__DATA FOR PROCESSING__:

== == ==

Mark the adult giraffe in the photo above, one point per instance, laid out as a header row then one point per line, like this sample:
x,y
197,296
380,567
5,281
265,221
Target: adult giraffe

== == ==

__PROBLEM TO SOLVE__: Reproduce the data above line for line, with no changes.

__SOLUTION FOR THIS PROBLEM__:
Mark the adult giraffe in the photo above, one point per instance, laid out as a header row then one point per line, like this sample:
x,y
197,296
380,567
5,281
265,221
Target: adult giraffe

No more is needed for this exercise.